Source records:
===
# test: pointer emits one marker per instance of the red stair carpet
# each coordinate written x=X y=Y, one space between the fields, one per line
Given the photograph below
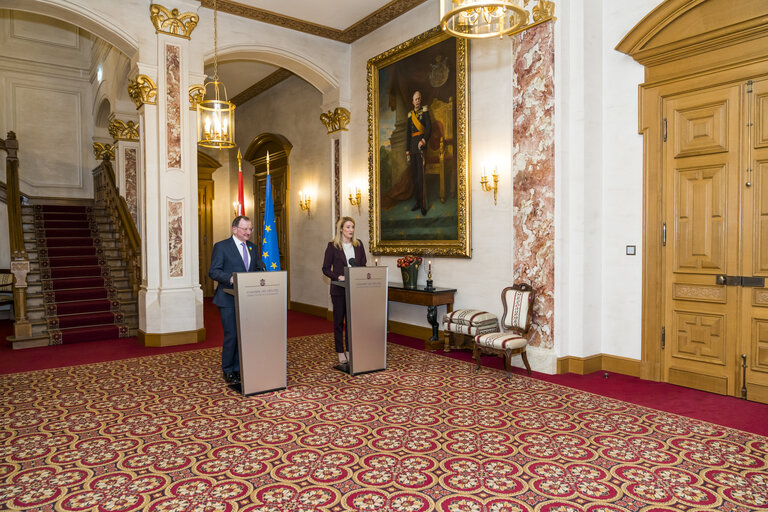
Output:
x=80 y=300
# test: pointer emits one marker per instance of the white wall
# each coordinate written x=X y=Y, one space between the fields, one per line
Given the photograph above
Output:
x=599 y=180
x=46 y=100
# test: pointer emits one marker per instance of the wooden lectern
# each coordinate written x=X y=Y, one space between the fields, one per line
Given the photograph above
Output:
x=261 y=307
x=366 y=291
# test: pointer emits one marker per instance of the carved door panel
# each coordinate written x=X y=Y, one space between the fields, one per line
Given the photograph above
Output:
x=753 y=352
x=702 y=211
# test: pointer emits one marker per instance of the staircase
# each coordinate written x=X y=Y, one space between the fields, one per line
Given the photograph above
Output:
x=79 y=288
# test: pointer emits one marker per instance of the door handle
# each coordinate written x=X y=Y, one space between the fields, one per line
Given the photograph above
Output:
x=750 y=281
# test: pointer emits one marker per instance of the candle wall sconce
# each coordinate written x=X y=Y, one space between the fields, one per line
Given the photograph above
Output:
x=490 y=188
x=304 y=202
x=355 y=198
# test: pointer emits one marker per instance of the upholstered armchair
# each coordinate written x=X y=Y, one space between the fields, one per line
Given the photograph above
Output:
x=467 y=324
x=516 y=321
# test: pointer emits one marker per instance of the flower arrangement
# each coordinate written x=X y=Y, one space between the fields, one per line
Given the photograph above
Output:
x=409 y=260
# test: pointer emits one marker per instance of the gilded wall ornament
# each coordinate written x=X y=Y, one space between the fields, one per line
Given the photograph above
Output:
x=172 y=22
x=196 y=95
x=103 y=151
x=142 y=91
x=337 y=120
x=120 y=130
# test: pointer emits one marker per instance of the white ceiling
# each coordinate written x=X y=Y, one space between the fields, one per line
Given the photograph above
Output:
x=338 y=14
x=239 y=75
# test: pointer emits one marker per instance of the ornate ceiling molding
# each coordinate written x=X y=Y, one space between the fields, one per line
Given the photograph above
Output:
x=261 y=86
x=363 y=27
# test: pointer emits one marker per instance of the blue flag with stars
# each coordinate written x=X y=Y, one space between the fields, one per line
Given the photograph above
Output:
x=269 y=253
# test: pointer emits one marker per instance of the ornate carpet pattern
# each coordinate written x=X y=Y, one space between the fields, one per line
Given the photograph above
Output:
x=164 y=433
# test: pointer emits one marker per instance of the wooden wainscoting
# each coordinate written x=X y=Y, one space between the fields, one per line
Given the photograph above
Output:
x=599 y=362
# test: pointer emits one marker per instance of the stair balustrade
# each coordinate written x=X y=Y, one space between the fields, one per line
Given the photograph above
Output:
x=106 y=194
x=19 y=259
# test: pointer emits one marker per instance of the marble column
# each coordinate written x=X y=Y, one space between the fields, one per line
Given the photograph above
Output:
x=534 y=175
x=170 y=297
x=128 y=171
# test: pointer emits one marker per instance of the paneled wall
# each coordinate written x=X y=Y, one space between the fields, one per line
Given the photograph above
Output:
x=46 y=100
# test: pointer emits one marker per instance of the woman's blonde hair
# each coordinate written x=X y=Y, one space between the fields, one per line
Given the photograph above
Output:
x=337 y=238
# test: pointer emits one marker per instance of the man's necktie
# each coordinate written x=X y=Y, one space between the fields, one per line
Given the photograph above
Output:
x=245 y=255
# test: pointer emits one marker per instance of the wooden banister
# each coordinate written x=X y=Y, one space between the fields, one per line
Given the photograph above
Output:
x=19 y=258
x=105 y=194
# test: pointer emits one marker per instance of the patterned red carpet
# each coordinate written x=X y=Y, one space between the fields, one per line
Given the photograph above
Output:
x=163 y=433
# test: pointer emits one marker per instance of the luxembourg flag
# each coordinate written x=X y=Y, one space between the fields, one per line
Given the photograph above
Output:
x=269 y=251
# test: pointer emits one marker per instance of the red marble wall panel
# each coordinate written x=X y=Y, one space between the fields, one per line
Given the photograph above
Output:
x=175 y=238
x=173 y=104
x=533 y=171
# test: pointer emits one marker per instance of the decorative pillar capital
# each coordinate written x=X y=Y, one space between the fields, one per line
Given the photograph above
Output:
x=196 y=95
x=335 y=121
x=142 y=91
x=103 y=151
x=172 y=22
x=121 y=130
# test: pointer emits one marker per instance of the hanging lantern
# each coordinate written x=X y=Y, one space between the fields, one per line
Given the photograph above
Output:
x=215 y=114
x=216 y=118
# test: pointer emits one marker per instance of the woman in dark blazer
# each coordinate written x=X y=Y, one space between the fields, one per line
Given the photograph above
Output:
x=340 y=250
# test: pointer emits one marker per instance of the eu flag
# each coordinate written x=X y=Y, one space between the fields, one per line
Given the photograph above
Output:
x=269 y=253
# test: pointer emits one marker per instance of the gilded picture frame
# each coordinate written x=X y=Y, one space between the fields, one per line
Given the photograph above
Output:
x=437 y=66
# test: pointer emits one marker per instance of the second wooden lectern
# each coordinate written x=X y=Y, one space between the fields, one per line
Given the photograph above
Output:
x=366 y=291
x=261 y=305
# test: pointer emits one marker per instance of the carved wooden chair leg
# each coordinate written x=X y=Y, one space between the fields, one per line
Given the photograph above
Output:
x=525 y=361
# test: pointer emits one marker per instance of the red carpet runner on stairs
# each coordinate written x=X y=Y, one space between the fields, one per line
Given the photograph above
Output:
x=80 y=301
===
Produce a word-for-word copy of the records, omitting all images.

# test: pointer emits one marker per instance of the red stair carpet
# each coordinate written x=X y=Y, one space between the fields, one per line
Given the photograph below
Output:
x=80 y=300
# test: pointer emits one marker per instance of the white wall
# each coordinate written x=X y=Y, one space between the fields, one per line
Given the photograph above
Output:
x=599 y=180
x=46 y=100
# test: pointer emits one marker per instance of the wooden lectern
# each coordinate written x=X y=Y, one space between the fields, one per line
Given the photograph above
Output:
x=261 y=307
x=366 y=291
# test: pointer emits one marker per instance of the carved door panel
# each coordinate written x=X y=Y, one space between the fields, one per line
Given the photograph above
Output:
x=753 y=352
x=702 y=211
# test: pointer emits one marker per instance of the staircase
# each coordinate written x=X y=Y, one space between the fields, one per line
Given the photograph above
Output:
x=79 y=288
# test: pointer emits one marker per instance of the door handle
# each coordinate written x=X y=Y, one space between the fields, one per line
Given the photograph above
Output:
x=750 y=281
# test: pointer emits one marker per instance of the candle wall sconce
# each coordinate written x=X y=Y, one space between the fields, one per line
Given the photograph above
Output:
x=490 y=188
x=304 y=202
x=355 y=198
# test: pointer emits one marker per instance of the upholstered armchair
# each coordinate written x=X y=Y, one space between the fields, one per line
Given the photograph above
Output:
x=467 y=324
x=516 y=321
# test: pointer emits one marker per instance of the flower arrangement
# each coordinate written x=X y=Y, one space between the fields, one per line
Given the photograph above
Output:
x=409 y=260
# test: pointer emits one marker per instance of the gilded wall ornament
# each coordinate written x=X y=Y, one space between the fields, one per line
Given the photograph above
Output:
x=172 y=22
x=196 y=95
x=103 y=151
x=142 y=91
x=337 y=120
x=120 y=130
# test: pointer emits one marker per instance of the white ceiling
# each coordinate written x=X y=Y, one space between the fields, one per line
Given the photograph above
Output:
x=338 y=14
x=239 y=75
# test: pointer emits one marker per instance of the ornate ceiling molding
# each coordinate written x=X y=Y, one space between the fields, one per line
Given the photograph above
Output:
x=261 y=86
x=363 y=27
# test: pointer emits one marker per instance of the blue flag with stars
# each coordinate written x=X y=Y, one space between the fields, one per line
Given the photograph above
Output:
x=269 y=253
# test: pointer emits one marker per instance of the ornate carpet pattern
# each coordinate written x=X y=Y, one space between the fields, one per line
Given the photograph above
Output:
x=164 y=433
# test: pointer emits one marker per instance of the wooden wainscoting
# each coordinate written x=X y=Y, one space between the fields, one per line
Given the photograph above
Output:
x=599 y=362
# test: pointer emits one marker per instance of the stair balustrade
# each coordinate written x=X y=Y, one space between the fields, one per line
Given the photograph above
Output:
x=106 y=194
x=19 y=259
# test: pointer emits one marker per instance of the marble column
# each coordinate written x=X y=Y, one space between the fields, one per line
Given the photograph above
Output:
x=534 y=175
x=170 y=297
x=128 y=171
# test: pointer emits one marker per instance of the paneled wall
# each coordinate written x=X y=Y, one space between the fields, one per line
Given the photograph above
Output:
x=46 y=100
# test: pointer emits one marker per instance of the woman's blonde hair
# each coordinate written x=X y=Y, one space between the fields, one per line
Given the photograph above
Output:
x=337 y=238
# test: pointer emits one marker per instance of the man's necktie
# each coordinate written x=X y=Y, one space between the fields, one per line
Given the photograph above
Output:
x=245 y=255
# test: pointer emits one marker per instance of the wooden banister
# each coordinate written x=X y=Y, one space between the fields, one per line
Given the photograph above
Output:
x=19 y=258
x=105 y=194
# test: pointer emits one marker per instance of the patterned red carpet
# each coordinate written x=X y=Y, one space between the fields, one per line
Given the photograph above
Output:
x=163 y=433
# test: pointer emits one marker per instance of the luxembourg flag
# each coordinate written x=X y=Y, one space between the fields, one per line
Given the photograph above
Output:
x=269 y=251
# test: pointer emits one marker per instance of the red marble wall panel
# each coordinate written x=X y=Y, one space between the fields, one per line
Given the photograph above
Output:
x=175 y=238
x=173 y=104
x=533 y=171
# test: pointer emits one marker per instance of the decorative pillar capital
# each coordinate written x=X y=Y, one space between the fields, one per line
Given the photograph above
Output:
x=196 y=95
x=335 y=121
x=142 y=91
x=103 y=151
x=172 y=22
x=121 y=130
# test: pointer emits one marker per instance of the hanging lantern
# each coordinate written x=X y=Y, one space between the fields, one per line
Given the photograph above
Output:
x=215 y=114
x=216 y=118
# test: pointer emits one marker per instance of the woman in dark blazer
# each coordinate written x=X y=Y, one space between the fields, one per line
Given the photograph above
Output:
x=340 y=250
# test: pointer emits one marker per instance of the eu flag
# each coordinate written x=X y=Y, one space between the fields, one per line
Given the photograph above
Output:
x=269 y=253
# test: pointer emits one marker per instance of the gilded picture frame
# each coordinate written x=X y=Y, one space between the fields, one per line
Given the photograph above
Output:
x=437 y=66
# test: pointer emits one marker per instance of the second wooden lectern
# each coordinate written x=X y=Y, one space between the fields, one per line
Given the photograph above
Output:
x=366 y=291
x=261 y=305
# test: pointer emits one marker per instance of the carved wooden chair leg
# each coordinate written x=X y=Y, one space between the fields, one per line
Given the photograph above
Output:
x=525 y=361
# test: pointer emits one marker per instance of the red carpet runner on stairs
# each coordinate written x=X y=Y, one space between the fields, one per line
Given the photograph above
Output:
x=80 y=301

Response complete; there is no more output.